# Start of Material for this task
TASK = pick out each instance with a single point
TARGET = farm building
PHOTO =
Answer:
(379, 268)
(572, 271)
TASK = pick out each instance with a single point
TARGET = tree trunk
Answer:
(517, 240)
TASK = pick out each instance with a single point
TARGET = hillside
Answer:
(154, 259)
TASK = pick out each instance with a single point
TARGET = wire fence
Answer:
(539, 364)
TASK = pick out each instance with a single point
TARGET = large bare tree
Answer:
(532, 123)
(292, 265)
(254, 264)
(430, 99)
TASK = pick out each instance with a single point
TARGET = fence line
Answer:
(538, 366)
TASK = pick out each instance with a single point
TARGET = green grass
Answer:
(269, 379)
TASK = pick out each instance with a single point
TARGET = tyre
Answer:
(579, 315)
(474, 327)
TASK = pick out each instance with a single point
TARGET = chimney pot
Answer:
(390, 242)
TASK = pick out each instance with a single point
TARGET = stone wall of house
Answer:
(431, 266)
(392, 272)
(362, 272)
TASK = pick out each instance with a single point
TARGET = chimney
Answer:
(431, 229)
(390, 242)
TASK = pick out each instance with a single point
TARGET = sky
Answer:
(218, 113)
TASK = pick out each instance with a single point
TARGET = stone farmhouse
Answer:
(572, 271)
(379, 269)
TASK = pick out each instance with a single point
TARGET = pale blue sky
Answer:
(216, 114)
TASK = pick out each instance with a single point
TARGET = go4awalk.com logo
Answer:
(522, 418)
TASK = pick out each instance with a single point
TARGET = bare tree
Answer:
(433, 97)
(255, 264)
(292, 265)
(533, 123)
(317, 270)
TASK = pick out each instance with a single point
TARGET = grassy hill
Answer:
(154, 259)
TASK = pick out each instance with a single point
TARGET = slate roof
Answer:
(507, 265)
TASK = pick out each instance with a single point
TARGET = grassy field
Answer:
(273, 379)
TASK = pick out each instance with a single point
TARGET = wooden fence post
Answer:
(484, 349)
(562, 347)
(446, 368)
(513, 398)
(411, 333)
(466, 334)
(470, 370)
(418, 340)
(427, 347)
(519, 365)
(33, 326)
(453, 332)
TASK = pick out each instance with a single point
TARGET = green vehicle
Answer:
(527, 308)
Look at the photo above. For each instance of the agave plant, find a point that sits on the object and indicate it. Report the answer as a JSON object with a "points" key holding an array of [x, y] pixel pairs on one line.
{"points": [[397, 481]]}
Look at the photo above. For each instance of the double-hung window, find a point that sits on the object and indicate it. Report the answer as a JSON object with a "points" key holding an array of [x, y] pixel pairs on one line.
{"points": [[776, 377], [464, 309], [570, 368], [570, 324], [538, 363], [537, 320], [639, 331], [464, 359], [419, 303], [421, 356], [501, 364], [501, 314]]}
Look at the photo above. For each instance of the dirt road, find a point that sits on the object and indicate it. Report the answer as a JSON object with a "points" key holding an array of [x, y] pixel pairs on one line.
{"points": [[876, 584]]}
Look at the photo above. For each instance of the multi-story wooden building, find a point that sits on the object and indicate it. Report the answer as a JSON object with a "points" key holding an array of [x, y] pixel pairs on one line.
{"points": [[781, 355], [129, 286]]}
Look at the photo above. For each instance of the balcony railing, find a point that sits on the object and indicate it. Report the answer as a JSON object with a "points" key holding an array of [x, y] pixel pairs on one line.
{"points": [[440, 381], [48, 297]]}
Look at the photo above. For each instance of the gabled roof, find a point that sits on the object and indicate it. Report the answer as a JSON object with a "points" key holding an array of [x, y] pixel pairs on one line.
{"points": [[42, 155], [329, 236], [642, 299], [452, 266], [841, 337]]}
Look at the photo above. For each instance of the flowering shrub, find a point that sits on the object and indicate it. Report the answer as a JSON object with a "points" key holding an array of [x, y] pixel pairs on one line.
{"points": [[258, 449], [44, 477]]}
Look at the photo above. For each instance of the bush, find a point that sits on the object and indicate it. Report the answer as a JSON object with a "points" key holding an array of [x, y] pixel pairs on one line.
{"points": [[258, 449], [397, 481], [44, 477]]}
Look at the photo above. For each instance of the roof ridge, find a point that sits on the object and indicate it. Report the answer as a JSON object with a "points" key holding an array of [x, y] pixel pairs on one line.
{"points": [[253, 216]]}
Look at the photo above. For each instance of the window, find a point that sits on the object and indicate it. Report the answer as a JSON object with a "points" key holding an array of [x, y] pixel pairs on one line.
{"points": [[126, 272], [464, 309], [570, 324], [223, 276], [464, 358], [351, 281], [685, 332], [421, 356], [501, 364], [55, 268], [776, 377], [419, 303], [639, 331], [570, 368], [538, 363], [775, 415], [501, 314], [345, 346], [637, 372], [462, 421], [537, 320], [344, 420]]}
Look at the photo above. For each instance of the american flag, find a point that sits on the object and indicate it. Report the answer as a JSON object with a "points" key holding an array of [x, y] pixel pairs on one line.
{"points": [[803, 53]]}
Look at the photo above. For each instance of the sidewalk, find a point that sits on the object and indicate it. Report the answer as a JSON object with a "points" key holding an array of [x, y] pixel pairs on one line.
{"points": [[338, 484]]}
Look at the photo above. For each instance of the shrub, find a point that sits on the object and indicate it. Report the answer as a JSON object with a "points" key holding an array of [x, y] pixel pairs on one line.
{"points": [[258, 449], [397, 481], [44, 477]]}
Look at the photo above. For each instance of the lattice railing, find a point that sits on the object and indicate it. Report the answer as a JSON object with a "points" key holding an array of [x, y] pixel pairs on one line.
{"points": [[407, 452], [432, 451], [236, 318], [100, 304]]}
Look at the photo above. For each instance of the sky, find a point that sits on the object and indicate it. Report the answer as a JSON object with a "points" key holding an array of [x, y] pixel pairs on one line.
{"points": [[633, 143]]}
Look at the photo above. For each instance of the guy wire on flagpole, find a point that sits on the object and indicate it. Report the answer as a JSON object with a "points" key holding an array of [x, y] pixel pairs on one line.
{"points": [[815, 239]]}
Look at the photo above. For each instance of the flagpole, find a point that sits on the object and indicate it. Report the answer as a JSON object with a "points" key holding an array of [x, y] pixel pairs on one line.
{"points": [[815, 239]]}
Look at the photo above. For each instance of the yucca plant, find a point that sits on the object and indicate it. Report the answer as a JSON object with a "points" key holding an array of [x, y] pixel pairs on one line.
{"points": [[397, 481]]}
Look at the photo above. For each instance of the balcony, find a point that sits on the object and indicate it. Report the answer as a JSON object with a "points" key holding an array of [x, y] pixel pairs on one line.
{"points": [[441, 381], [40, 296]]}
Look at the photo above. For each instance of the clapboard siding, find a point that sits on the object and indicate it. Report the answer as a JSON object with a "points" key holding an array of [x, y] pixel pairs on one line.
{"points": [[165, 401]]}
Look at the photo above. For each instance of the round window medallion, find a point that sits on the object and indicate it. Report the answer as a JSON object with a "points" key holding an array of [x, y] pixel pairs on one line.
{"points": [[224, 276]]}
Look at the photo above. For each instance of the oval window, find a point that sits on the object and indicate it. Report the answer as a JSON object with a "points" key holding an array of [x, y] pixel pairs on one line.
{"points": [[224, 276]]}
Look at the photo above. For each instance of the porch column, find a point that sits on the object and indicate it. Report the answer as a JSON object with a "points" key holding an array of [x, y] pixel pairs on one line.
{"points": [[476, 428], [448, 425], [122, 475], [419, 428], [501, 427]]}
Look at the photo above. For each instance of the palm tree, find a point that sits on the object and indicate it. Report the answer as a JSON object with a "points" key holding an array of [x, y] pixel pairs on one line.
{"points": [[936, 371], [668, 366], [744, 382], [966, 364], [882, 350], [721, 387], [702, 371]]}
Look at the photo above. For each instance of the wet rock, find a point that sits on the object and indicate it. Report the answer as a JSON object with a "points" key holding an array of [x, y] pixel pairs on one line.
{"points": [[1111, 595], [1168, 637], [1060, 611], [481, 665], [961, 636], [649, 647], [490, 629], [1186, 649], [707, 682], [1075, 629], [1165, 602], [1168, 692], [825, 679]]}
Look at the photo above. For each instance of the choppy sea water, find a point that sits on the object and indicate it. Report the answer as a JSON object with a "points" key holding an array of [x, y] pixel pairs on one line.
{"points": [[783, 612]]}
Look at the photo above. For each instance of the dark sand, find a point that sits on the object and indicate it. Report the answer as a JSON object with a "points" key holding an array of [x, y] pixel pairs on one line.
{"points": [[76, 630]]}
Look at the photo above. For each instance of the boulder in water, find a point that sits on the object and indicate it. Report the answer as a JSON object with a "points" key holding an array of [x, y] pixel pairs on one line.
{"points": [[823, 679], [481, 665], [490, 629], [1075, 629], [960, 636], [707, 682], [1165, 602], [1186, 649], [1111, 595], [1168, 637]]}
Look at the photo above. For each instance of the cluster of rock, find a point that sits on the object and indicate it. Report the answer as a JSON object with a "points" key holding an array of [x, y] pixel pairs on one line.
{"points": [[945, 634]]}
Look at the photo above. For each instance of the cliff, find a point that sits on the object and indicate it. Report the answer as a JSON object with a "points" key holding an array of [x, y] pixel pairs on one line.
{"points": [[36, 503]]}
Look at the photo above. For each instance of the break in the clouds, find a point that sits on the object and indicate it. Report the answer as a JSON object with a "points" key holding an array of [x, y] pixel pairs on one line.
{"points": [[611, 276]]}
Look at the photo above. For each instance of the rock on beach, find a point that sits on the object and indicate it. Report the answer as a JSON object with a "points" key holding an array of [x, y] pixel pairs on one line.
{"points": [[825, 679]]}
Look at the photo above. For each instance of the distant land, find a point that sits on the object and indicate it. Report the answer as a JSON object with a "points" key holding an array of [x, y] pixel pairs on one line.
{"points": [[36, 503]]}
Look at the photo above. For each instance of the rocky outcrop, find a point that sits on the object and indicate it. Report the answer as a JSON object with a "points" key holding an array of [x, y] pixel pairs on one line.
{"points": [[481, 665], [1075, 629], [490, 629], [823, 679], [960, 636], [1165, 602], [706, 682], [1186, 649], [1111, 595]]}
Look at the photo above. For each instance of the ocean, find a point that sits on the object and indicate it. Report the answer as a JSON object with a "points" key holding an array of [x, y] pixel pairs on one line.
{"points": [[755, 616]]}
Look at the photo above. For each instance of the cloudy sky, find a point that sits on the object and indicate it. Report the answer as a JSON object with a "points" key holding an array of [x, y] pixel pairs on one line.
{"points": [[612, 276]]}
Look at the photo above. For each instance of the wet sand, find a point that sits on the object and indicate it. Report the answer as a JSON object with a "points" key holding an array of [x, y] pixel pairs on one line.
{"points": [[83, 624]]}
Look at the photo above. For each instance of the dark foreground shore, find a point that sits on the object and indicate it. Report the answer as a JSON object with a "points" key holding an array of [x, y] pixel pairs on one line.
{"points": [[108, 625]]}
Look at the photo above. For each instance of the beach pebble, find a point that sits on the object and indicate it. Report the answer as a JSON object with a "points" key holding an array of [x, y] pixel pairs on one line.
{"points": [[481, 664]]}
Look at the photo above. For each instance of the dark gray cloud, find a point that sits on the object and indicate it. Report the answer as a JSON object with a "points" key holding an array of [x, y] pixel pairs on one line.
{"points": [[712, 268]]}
# End of Material for this task
Given instruction
Take every line from the one containing "Look at the photo above. For each instance of the cloudy" to the end of the listing and output it exactly, with nothing else.

Written answer
Look at the photo above. For each instance of the cloudy sky, find a point that sits on the object and indicate it. Report the answer as a JSON object with a "points" key holding an array of [x, y] pixel pairs on one line.
{"points": [[612, 276]]}
Look at the photo above. For each instance of the wet sand, find a point that sits on the object and indicate it. Report the answer as a JSON object with a "points" key holding an array of [x, y] pixel pairs on one line.
{"points": [[83, 624]]}
Look at the photo above. For each instance of the dark foreground shore, find a point that sits on the object and indicate it. Report the answer as a JSON object with a "points" key holding an array of [x, y] pixel pairs on one line.
{"points": [[108, 625]]}
Look at the photo above. For each instance of the beach pebble, find a point that sits on the object and indicate it. Report the answer as a JSON object with a "points" key holding an array of [x, y] pixel pairs on one line.
{"points": [[481, 664]]}
Look at the photo above. For each instance of the dark gray cloud, find a point that sits on the object and indicate it. Report the answer as a JSON object with a "points" key holding an array of [x, y] pixel pairs on one line.
{"points": [[712, 268]]}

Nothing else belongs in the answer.